Activity:
Decide whether each statement agrees with the passage on plantation teak below: (a) sustainable teak plantations operate in Costa Rica and Mexico; (b) teak always needs artificial irrigation; (c) the country's name was changed to Myanmar in 1962. Give yes or no for each, with the deciding words of the passage quoted exactly.

START Source passage

Plantation teak is a tropical hardwood tree from the genus Tectona, endemic to Southeast Asia that is exclusively planted for the purpose of forestry management, for either commercial timber plantations or ecological restoration. Although the genus Tectona is native to the tropical regions of Southeast Asia, primarily Indonesia, Myanmar, India, Bangladesh and Thailand, the cultivation of plantation teak is economically viable in other tropical regions such as Central America.

==Renewable cultivation and harvesting==
Due to its durability, natural water-resistant qualities and striking wood grain, teak has historically been used in the manufacture of outdoor furniture, boat decks, and other carpentry goods which are to be exposed to the elements for long periods of time. Due to the high demand for this timber and the reasonably short growth period of teak trees, sustainable teak production is currently underway on plantations across many dry tropical climates across Costa Rica and Mexico.

Given the proper conditions, teak can be grown without artificial fertilizers or irrigation; this is thought to give plantation teak the look and durability of old-growth teak from Southeast Asia. Plantation teak is considered a renewable resource, as it is harvested and managed to produce a sustainable supply.

Plantation timber also offers the benefit of reduced shipping costs and emissions. Since teak can be grown throughout the world's dry-tropical zones, plantations offer a geographically closer source of teak. The Forest Stewardship Council has granted certification to a number of sustainable teak plantations in Latin America.

==Conflict teak==
The destruction of Asia's old-growth teak forests along with the known human rights violations in the region have led some to refer to Asiatic teak as "conflict teak." In 1962, the democratic republic called the Union of Burma was overthrown by a military coup and replaced by a military junta, infamous for human rights abuses and used to put down protests. In 1989, the Burmese government changed the country's name to Myanmar, though teak coming from that nation is typically still referred to as "Burmese teak."

END Source passage
START Dataset records

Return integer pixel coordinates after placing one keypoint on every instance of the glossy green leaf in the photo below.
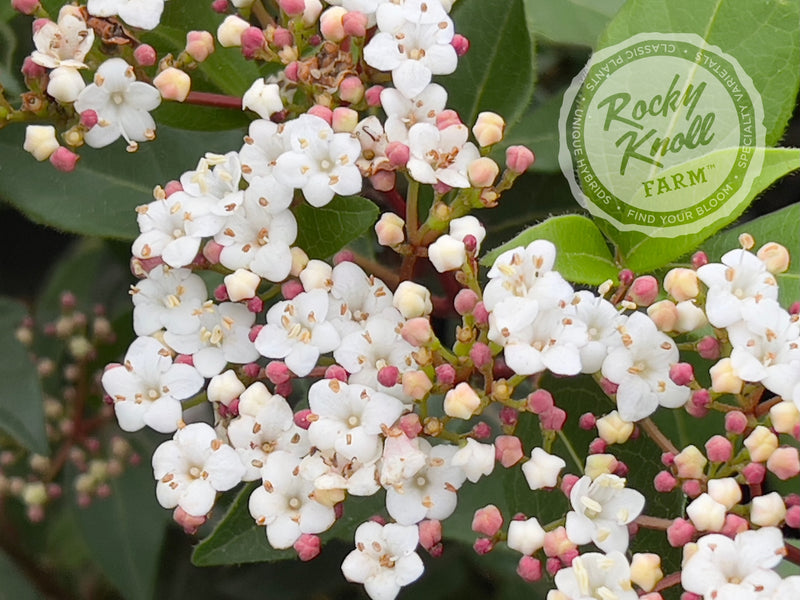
(570, 21)
(762, 35)
(15, 586)
(582, 252)
(781, 227)
(499, 46)
(100, 196)
(324, 231)
(642, 253)
(21, 413)
(124, 532)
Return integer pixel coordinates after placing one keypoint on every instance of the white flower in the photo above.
(430, 492)
(640, 367)
(147, 388)
(741, 275)
(265, 425)
(144, 14)
(285, 503)
(121, 104)
(721, 567)
(595, 576)
(350, 418)
(263, 98)
(403, 113)
(440, 154)
(601, 512)
(192, 467)
(413, 42)
(167, 298)
(221, 337)
(321, 163)
(542, 469)
(384, 559)
(297, 331)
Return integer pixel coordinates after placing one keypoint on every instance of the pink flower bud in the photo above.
(292, 8)
(487, 520)
(699, 259)
(173, 84)
(64, 160)
(553, 419)
(373, 95)
(307, 546)
(389, 376)
(398, 154)
(529, 568)
(735, 422)
(277, 371)
(445, 374)
(145, 55)
(508, 450)
(540, 401)
(680, 533)
(446, 118)
(664, 482)
(519, 159)
(199, 45)
(754, 473)
(323, 112)
(355, 24)
(481, 355)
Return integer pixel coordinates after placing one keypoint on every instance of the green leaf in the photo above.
(642, 253)
(21, 412)
(582, 253)
(570, 21)
(124, 532)
(763, 36)
(324, 231)
(15, 585)
(100, 196)
(499, 45)
(781, 227)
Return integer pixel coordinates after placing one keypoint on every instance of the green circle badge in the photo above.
(661, 134)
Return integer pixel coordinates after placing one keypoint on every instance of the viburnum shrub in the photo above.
(331, 342)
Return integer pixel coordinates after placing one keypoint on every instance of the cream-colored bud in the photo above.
(690, 463)
(229, 32)
(598, 464)
(488, 128)
(40, 140)
(317, 276)
(241, 284)
(681, 284)
(646, 570)
(390, 230)
(726, 491)
(706, 513)
(612, 429)
(299, 261)
(225, 387)
(412, 300)
(767, 510)
(263, 98)
(784, 416)
(690, 317)
(775, 257)
(461, 402)
(173, 84)
(761, 443)
(664, 314)
(724, 379)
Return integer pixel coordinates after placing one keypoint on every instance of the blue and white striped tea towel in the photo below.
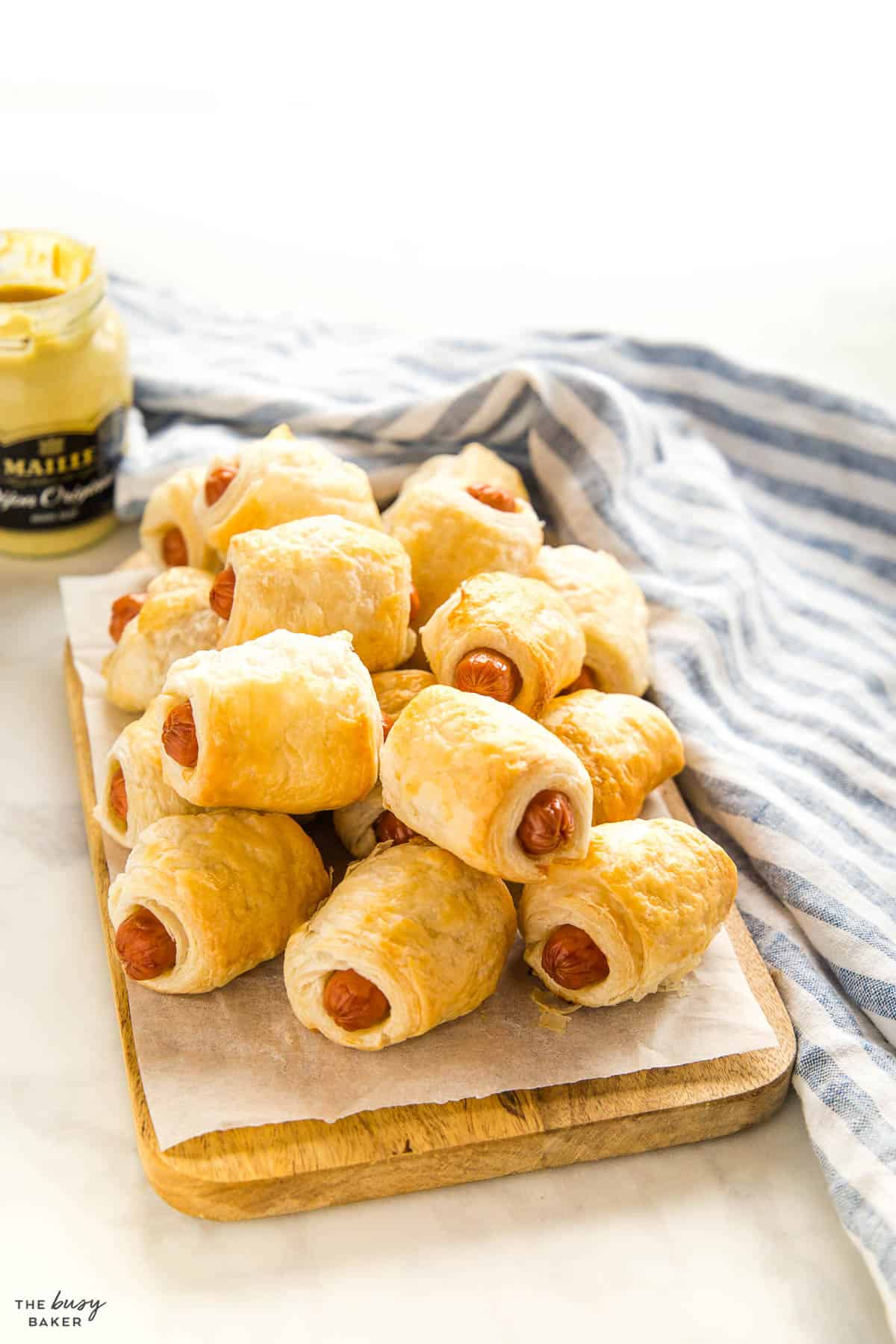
(759, 517)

END Dataset records

Result:
(a) Yes: "sustainable teak production is currently underway on plantations across many dry tropical climates across Costa Rica and Mexico."
(b) No: "Given the proper conditions, teak can be grown without artificial fertilizers or irrigation"
(c) No: "In 1989, the Burmese government changed the country's name to Myanmar"